Excerpted text:
What specific safety considerations come into play during the preclinical drug discovery stage for autologous versus allogeneic cell therapies, particularly in relation to immunogenicity and off-target effects?

 That’s a good question. It depends on how the therapy is ultimately practiced, e.g. dose level, dose regimen, therapeutic window. And these parameters trace back to the mechanism of action, cell type, and genetic engineering strategy. In general, many of the safety parameters apply the same for auto and allo.  Any foreign element, such as a chimeric receptor in an autologous product, a genetic modification altering an endogenous gene, or a foreign cell used as allo, may be immunogenic, can elicit off-target effects and behave in a way that leads to safety issues. This is why the KISS principle is sometimes not a bad idea. Too many alterations in your cell product may not only add new features to cells but can also inadvertently disrupt others. Oftentimes, these other changes are hard to model, predict and control. Keeping it simple and playing to the strength of your effector cell is highly advisable. For instance, on a transcriptomic level our TAC T cells are very similar to normal T cells with the exception that TAC T cells are directed toward a specific tumor antigen. In contrast, we see many transcriptional changes in CAR T cells. Similarly, we use gd T cells which naturally have no alloreactivity. This means there is no need for gene editing which has created safety issues for other technologies.

Looking ahead, how might advancements in preclinical techniques and technologies address the unique challenges posed by autologous and allogeneic cell therapy development, ultimately enhancing the translation of promising therapies from the lab to the clinic?

 The translation from the preclinical into the clinical stage has always been a major hurdle in drug development and is no different for autologous and allogeneic cell therapy. In some ways, the preclinical evaluation of cell therapy is more challenging compared to other modalities as its mechanism of action is highly complex and typically involves both the graft and the host. Therefore, preclinical models will need to cater to these mechanisms and have become increasingly more sophisticated. In oncology, this involves models that capture multiple components of an endogenous immune system and tumor microenvironment. Ultimately, however, we can only learn from clinical experience. Given that immune cells are a natural gatekeeper of tumor cells and that much of the clinical responses across multiple modalities are immune-related, cell therapy – whether it is autologous or allogeneic – has huge potential to generate more effective medicines.

Saved data entries:
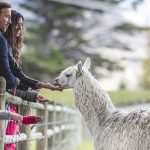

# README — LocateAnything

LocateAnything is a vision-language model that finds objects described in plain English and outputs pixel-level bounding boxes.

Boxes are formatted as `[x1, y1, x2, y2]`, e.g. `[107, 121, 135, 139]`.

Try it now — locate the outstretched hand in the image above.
[36, 93, 49, 102]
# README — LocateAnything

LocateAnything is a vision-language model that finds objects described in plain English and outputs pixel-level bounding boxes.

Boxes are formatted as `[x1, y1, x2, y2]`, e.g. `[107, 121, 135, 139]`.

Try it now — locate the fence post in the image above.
[36, 102, 48, 150]
[0, 77, 6, 150]
[18, 105, 31, 150]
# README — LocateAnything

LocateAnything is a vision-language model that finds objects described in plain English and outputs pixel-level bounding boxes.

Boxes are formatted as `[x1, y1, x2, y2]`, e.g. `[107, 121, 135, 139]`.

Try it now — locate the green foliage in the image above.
[115, 23, 145, 32]
[23, 46, 69, 74]
[141, 58, 150, 89]
[141, 30, 150, 89]
[109, 90, 150, 106]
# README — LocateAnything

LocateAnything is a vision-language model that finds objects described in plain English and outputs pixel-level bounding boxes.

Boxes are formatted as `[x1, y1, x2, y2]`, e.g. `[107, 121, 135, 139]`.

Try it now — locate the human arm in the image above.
[8, 89, 38, 102]
[8, 89, 48, 103]
[36, 82, 63, 91]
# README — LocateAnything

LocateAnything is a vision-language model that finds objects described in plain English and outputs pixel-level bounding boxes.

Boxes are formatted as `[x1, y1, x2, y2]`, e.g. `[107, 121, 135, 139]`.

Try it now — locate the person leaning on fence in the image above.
[0, 2, 61, 150]
[0, 110, 22, 123]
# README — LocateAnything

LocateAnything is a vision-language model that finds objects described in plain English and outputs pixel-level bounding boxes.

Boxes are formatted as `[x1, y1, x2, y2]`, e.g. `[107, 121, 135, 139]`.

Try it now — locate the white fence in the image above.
[0, 77, 81, 150]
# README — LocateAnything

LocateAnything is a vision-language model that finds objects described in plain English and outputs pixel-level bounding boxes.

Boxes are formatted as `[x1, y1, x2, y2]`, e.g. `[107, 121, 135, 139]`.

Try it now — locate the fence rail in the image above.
[0, 77, 81, 150]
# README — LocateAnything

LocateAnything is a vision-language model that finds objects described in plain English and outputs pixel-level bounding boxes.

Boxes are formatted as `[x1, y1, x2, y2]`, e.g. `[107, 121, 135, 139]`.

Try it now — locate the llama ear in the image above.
[76, 61, 82, 77]
[83, 58, 91, 70]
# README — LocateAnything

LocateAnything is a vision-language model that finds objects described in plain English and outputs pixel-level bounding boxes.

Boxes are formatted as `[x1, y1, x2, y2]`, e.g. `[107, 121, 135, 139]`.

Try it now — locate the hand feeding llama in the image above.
[55, 58, 150, 150]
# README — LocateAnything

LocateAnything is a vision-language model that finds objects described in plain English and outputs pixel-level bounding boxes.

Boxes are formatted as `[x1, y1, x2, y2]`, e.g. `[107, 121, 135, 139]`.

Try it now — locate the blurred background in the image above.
[3, 0, 150, 150]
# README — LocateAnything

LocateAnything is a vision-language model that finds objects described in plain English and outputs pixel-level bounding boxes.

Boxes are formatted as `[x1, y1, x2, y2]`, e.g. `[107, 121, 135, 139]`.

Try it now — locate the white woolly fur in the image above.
[56, 58, 150, 150]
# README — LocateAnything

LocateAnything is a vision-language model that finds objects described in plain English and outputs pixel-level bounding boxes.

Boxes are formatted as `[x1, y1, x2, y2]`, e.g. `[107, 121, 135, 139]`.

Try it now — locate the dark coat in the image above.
[0, 32, 18, 89]
[9, 48, 38, 90]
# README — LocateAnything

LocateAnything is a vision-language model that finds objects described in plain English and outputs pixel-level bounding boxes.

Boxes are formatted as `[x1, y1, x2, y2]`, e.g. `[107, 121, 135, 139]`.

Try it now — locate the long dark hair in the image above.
[5, 10, 24, 62]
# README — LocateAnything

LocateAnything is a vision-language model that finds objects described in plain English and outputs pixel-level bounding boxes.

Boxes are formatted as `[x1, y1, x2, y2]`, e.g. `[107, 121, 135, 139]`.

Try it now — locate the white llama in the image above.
[55, 58, 150, 150]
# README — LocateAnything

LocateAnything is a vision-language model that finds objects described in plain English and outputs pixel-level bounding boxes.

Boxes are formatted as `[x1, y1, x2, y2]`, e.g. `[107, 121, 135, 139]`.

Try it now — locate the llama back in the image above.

Exercises:
A – Answer these questions using the text on cell therapy:
(i) What type of T cells naturally have no alloreactivity?
(ii) On a transcriptomic level, what are TAC T cells very similar to?
(iii) In oncology, what do the more sophisticated preclinical models capture?
B – From the text on cell therapy, repeat word for word the part that opens with the words containing "Looking ahead, how" and closes with "to the clinic?".

Per-task answers:
A –
(i) gd T cells
(ii) Normal T cells
(iii) Multiple components of an endogenous immune system and tumor microenvironment

B –
Looking ahead, how might advancements in preclinical techniques and technologies address the unique challenges posed by autologous and allogeneic cell therapy development, ultimately enhancing the translation of promising therapies from the lab to the clinic?